本文:

小川笙船(読み)おがわ・しょうせん

朝日日本歴史人物事典 「小川笙船」の解説

小川笙船

没年:宝暦10.6.14(1760.7.26)
生年:寛文12(1672)
江戸中期の医者。名は広正,号は雲語。笙船は通称。近江国(滋賀県)の人で,笙船の代に江戸の小石川伝通院前で開業する。享保6(1721)年目安箱を通じて意見書17条を幕府当局に提出。このなかで施薬局を設けて貧病人を救うことが採用され,同7年小石川薬園内に施薬局が開設され「養生所」と名づけられた。養生所は町奉行の支配とし,林良適,岡丈庵,木下道円らの医師医務に当たらせ,笙船はその長(肝煎)に任命される。息子丹治も世話人役を命じられた。医員は小石川付近在住の寄合医師,小普請医師,御番医師,町医などから任命され,初めは本道(内科),外科,眼科など89名がいた。のちには医員の数は大幅に削減されている。笙船はこの間の功により銀20枚と宅地を下賜され,幕府医官に抜擢されようとしたが,老齢を理由に辞退している。<参考文献>紫竹屏山『本朝医人伝』,富士川游『日本医学史』

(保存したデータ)
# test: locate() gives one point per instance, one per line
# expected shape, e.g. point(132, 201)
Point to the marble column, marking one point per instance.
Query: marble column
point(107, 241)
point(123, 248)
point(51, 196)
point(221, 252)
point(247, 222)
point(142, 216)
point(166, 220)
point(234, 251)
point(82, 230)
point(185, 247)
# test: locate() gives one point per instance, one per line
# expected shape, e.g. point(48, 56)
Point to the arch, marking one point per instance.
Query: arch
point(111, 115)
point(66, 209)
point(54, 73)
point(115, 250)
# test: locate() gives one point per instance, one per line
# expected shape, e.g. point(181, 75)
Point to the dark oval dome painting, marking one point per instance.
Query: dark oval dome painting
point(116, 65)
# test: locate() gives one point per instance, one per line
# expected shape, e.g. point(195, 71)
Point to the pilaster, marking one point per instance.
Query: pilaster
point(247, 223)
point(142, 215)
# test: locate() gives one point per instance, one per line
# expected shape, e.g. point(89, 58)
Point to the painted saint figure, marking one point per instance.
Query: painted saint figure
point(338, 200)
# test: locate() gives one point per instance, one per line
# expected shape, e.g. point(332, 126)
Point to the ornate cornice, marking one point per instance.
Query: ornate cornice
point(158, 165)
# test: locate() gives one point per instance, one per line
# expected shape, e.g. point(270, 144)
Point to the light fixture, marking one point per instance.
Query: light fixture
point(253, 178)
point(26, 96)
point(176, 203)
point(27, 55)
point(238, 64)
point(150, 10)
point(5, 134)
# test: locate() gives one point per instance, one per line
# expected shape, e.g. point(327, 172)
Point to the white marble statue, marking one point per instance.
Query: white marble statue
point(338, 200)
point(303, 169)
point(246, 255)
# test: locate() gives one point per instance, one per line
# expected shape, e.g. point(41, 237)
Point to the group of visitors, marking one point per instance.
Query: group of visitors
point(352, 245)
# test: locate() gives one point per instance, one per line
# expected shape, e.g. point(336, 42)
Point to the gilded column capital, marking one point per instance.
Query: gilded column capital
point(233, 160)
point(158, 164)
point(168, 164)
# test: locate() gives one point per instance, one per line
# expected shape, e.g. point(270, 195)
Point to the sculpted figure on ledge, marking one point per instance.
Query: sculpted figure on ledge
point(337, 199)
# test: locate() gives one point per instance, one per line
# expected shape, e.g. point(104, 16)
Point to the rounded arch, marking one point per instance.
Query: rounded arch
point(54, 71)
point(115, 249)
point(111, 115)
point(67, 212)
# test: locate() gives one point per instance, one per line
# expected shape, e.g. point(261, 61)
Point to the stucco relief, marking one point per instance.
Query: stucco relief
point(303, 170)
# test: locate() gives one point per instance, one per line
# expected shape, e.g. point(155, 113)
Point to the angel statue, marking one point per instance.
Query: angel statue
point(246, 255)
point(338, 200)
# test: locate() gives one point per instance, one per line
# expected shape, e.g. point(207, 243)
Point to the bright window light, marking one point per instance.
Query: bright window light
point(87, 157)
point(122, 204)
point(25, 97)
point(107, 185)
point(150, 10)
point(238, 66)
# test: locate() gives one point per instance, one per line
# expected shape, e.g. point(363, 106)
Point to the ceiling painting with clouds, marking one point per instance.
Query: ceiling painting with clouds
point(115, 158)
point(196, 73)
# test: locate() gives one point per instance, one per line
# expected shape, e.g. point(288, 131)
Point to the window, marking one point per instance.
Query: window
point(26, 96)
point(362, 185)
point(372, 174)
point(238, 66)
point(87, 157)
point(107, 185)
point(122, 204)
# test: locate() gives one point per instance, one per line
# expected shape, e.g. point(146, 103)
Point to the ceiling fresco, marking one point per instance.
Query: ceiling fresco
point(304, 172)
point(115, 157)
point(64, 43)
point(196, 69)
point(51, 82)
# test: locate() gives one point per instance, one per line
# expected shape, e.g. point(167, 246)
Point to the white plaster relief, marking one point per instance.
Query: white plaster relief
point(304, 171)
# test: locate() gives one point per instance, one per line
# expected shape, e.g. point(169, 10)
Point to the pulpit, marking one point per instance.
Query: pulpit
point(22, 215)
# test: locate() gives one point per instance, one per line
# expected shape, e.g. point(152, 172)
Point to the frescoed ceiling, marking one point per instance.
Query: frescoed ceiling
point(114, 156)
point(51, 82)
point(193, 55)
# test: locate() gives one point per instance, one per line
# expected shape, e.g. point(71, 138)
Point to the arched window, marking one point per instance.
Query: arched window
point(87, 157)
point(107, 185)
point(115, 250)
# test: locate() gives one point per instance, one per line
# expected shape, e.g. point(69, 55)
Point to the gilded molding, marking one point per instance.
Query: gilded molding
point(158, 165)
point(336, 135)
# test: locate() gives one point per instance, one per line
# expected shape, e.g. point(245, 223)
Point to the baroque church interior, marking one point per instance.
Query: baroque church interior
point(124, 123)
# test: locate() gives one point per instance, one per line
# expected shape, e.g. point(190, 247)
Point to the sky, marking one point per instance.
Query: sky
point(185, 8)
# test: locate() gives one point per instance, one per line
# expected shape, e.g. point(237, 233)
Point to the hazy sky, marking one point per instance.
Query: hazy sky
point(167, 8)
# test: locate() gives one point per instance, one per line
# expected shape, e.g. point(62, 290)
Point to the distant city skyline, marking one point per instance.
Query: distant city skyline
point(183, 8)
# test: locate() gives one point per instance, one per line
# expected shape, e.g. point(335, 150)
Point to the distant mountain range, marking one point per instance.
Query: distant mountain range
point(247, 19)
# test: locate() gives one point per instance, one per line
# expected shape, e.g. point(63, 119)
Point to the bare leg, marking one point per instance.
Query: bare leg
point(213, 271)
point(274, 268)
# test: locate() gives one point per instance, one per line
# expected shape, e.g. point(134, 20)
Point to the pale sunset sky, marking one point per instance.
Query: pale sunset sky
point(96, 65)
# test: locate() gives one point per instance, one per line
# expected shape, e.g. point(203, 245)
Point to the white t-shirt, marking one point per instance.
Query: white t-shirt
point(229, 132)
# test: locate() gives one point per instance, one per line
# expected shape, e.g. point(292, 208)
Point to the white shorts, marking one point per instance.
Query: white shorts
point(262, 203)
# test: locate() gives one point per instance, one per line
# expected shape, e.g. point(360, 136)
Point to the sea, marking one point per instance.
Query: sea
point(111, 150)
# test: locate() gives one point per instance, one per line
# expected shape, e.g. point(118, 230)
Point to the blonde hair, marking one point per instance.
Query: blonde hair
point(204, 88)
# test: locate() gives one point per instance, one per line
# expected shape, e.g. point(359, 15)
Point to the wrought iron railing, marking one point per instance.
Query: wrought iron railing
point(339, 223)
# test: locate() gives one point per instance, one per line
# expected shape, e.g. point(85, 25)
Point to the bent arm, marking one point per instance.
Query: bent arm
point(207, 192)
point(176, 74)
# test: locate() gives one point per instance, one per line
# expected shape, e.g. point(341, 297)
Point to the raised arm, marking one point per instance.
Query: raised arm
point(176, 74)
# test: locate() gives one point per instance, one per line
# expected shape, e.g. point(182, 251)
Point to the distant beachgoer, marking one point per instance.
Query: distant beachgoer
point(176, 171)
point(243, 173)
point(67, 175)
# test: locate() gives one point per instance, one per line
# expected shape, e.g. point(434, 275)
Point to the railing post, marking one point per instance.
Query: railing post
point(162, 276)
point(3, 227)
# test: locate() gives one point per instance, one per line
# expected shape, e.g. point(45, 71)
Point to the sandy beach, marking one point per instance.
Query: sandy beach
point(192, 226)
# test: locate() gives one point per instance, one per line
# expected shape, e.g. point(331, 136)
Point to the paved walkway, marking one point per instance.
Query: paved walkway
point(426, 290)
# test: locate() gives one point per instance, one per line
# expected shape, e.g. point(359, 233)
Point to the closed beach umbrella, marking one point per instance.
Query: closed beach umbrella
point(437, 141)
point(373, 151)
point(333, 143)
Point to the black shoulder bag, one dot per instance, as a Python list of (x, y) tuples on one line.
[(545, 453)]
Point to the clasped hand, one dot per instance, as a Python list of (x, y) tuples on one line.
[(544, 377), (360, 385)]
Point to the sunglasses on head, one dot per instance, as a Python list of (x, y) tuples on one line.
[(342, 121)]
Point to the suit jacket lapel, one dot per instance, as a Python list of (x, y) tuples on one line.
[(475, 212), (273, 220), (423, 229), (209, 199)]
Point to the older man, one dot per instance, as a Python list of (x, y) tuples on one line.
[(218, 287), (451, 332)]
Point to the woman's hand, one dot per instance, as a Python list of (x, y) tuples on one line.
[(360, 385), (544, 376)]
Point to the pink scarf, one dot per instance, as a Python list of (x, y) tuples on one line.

やること:
1. 小川笙船の解説について、次の問いに答えてください。
(a) 笙船が目安箱を通じて意見書を出したのは何年ですか。
(b) 施薬局はどこに開かれましたか。
(c) 笙船は功によって何を与えられましたか。
2. 小川笙船の解説で、養生所の医員の任命元として挙がっている医師の種類を全部書き出してください。
3. 小川笙船の解説の続きを書いてください。

答え:
1.
(a) 享保6(1721)年
(b) 小石川薬園内
(c) 銀20枚と宅地

2. 寄合医師、小普請医師、御番医師、町医

3.
(蔵方宏昌)

出典 朝日日本歴史人物事典:(株)朝日新聞出版朝日日本歴史人物事典について 情報

デジタル版 日本人名大辞典+Plus 「小川笙船」の解説

小川笙船 おがわ-しょうせん

1672-1760 江戸時代中期の医師。
寛文12年生まれ。江戸にでて町医として開業。享保(きょうほう)6年建言書を幕府に提出。そのうち貧病人をすくう施薬局設立がみとめられて小石川薬園内に施薬局がつくられ,小石川養生所と名づけられる。子の丹治とともに世話人をつとめた。宝暦10年6月14日死去。89歳。近江(おうみ)(滋賀県)出身。名は広正。号は雲語。

出典 講談社デジタル版 日本人名大辞典+Plusについて 情報 | 凡例

ブリタニカ国際大百科事典 小項目事典 「小川笙船」の意味・わかりやすい解説

小川笙船
おがわしょうせん

[生]寛文12(1672)
[没]宝暦10(1760)
江戸時代中期の医師。享保7 (1722) 年,将軍吉宗の時代に施薬院建設を上書し,これに基づいて小石川薬園内に養生所がつくられ,笙船がその肝煎 (所長) に命じられた。以後,笙船の子孫が肝煎を世襲した。 (→小石川養生所 )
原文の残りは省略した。